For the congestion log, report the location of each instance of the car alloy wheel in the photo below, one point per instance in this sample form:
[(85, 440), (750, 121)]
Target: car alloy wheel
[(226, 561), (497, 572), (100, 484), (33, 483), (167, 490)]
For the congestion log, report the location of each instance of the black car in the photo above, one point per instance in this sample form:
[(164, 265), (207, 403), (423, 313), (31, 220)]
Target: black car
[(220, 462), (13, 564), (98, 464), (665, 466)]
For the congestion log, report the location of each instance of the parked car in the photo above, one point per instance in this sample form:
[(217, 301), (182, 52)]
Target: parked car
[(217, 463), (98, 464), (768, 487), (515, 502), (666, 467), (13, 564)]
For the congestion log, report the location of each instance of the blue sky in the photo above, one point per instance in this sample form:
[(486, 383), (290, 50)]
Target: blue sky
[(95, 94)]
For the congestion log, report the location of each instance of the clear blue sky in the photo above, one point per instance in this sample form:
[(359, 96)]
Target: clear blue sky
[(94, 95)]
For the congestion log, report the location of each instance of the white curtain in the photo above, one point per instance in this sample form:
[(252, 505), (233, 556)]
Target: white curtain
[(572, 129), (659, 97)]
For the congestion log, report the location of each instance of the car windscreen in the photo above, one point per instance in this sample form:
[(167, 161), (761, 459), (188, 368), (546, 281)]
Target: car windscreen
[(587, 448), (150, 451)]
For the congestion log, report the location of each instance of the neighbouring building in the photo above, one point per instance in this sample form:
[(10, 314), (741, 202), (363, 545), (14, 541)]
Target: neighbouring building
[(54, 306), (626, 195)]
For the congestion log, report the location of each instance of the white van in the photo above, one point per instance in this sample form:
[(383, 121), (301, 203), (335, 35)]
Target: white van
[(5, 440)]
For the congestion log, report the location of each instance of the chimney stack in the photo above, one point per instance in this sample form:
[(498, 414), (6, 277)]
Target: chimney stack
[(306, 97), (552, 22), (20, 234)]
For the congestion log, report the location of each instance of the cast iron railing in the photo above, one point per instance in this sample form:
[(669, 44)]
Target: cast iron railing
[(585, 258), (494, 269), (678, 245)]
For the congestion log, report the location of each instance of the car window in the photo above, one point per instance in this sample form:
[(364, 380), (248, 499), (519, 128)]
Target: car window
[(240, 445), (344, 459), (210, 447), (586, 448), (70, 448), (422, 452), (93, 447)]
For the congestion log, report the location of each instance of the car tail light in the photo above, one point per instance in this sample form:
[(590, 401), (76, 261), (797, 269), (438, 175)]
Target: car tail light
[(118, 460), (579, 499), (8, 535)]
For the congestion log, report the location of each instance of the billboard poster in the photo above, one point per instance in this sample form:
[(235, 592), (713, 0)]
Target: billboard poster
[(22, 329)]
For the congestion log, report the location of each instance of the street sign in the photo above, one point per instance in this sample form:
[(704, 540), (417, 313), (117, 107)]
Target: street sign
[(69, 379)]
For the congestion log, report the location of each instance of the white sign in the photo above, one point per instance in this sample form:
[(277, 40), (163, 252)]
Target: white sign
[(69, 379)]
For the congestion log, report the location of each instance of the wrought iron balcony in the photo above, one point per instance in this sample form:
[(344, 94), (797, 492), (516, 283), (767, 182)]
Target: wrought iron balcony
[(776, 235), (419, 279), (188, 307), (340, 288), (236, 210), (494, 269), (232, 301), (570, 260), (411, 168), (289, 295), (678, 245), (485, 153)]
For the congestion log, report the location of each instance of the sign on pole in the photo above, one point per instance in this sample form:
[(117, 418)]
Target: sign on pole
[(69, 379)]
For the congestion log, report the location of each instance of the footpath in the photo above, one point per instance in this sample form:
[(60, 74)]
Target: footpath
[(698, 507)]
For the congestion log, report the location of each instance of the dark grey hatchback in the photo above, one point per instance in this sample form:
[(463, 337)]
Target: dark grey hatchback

========================================================================

[What is being asked] Please reproduce all of the material above word for word, with every line unchanged and in its original order.

[Correct output]
For the congestion log, report the location of each instance of the car alloy wheel in the photo below, one point per instance in this sample form:
[(85, 440), (750, 121)]
Target: car alloy wheel
[(226, 561), (497, 572), (100, 484), (33, 483), (167, 490)]
For the congestion log, report the location of each instance of the black car in the photo above, one point per instance in this sample form:
[(164, 265), (207, 403), (423, 313), (31, 220)]
Target: black car
[(220, 462), (13, 564), (98, 464), (665, 466)]
For the congestion log, report the location of each instance of the parked car in the photo above, one point per instance in this sample form:
[(217, 301), (182, 52)]
Target: parked car
[(217, 463), (98, 464), (768, 487), (515, 502), (666, 467), (13, 564)]
For the congestion log, report the location of each instance of the blue sky in the photo above, one point per instance in this sample form:
[(486, 383), (290, 50)]
Target: blue sky
[(95, 94)]
For the congestion log, report the location of each instance of the clear blue sky in the photo above, one point per instance in this sample form:
[(359, 96)]
Target: clear blue sky
[(94, 95)]
For the congestion log, report the location of each instance of the white curtain in the photo above, one point per instance in this sample form:
[(252, 505), (233, 556)]
Target: white curtain
[(572, 129), (659, 97)]
For the congestion log, report the location of each instance of the car windscreen in the photo above, one point per instance in this sample form:
[(167, 161), (761, 459), (188, 368), (546, 281)]
Target: car windscreen
[(587, 448), (150, 451)]
For the congestion log, report the location of each instance of the neighbouring building in the photo above, one point per instance in this sample form:
[(10, 314), (741, 202), (363, 545), (14, 541)]
Target: neighbouring building
[(54, 306), (626, 195)]
For the congestion log, report the location of each instance of the white van in the photo above, one point per instance in this sample form:
[(383, 121), (301, 203), (335, 35)]
Target: white van
[(5, 440)]
For the congestion log, report the location of each instance of the chimney stack in the photo above, one point per instance in this sample form:
[(498, 414), (6, 277)]
Target: chimney stack
[(306, 97), (552, 22), (20, 234)]
For the congestion log, report the location of each instance of the cast iron railing in the photo above, one point per instance in this sample form:
[(669, 44)]
Target: cast iron railing
[(585, 258), (494, 269), (678, 245)]
For the congestion log, report the location of each instance of the car window in the photo above, one point per instance in this sample form:
[(364, 380), (248, 499), (519, 128)]
Target: car window
[(240, 445), (344, 459), (210, 447), (586, 448), (70, 448), (422, 452), (93, 447)]
For the congestion log, report the location of each instance of the car tail light in the photo above, one point per instance in this sample form:
[(590, 401), (76, 261), (797, 269), (438, 175)]
Target: car tail light
[(118, 460), (579, 499), (8, 535)]
For the congestion log, report the location of each instance of the billboard poster in the photo above, one point per instance in this sample form:
[(235, 592), (713, 0)]
Target: billboard poster
[(22, 329)]
For the congestion log, report the location of each instance of the street sign in the photo above, one point per instance in this sample form:
[(704, 540), (417, 313), (117, 107)]
Target: street sign
[(69, 379)]
For the congestion log, report the location of each instance of the white sign in the photo above, one point per instance in this sample form:
[(277, 40), (163, 252)]
Target: white sign
[(69, 379)]
For the congestion log, report the location of each instance of the wrought iron balcony in the photo above, one point per instance in this sample form:
[(344, 94), (797, 492), (516, 283), (767, 182)]
Target: wrought iron balcony
[(776, 235), (419, 279), (188, 307), (340, 288), (236, 210), (494, 269), (232, 301), (570, 260), (411, 168), (289, 295), (678, 245), (485, 153)]
For the congestion log, report the location of each instance of the sign on pole in the photo above, one point per instance in this sample form:
[(117, 418)]
Target: sign on pole
[(69, 379)]
For the congestion log, report the location of each instance of the footpath in the photo above, one point per instance in this sample form:
[(60, 74)]
Target: footpath
[(698, 507)]
For the congestion log, report the location of each instance of the dark grey hatchback in the photo above, one point per instance in this sample form:
[(463, 337)]
Target: dark grey hatchback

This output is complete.